(Point annotation records)

◇ ◇ ◇ ◇ ◇

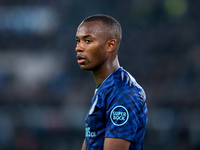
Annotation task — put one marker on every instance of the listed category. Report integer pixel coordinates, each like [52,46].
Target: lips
[80,58]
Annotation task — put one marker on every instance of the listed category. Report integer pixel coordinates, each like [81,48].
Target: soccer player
[118,114]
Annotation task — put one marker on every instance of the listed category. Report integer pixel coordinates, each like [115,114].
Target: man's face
[91,45]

◇ ◇ ◇ ◇ ◇

Job:
Please rewrite these lines with every "listed category" changed to "named category", keeping everything else the same and leaving out the pictures.

Exercise solution:
Annotation task — put one marker on every instance of the named category. Report integer pixel coordinates, each like [52,46].
Target: lips
[80,58]
Annotation task — put one marker on every instance of the named category. Report integer pixel coordinates, each like [81,48].
Target: soccer player
[118,114]
Annotation task — put one marker on every instance of the named category. Report integer pixel coordinates, each like [115,114].
Target: man's face
[91,45]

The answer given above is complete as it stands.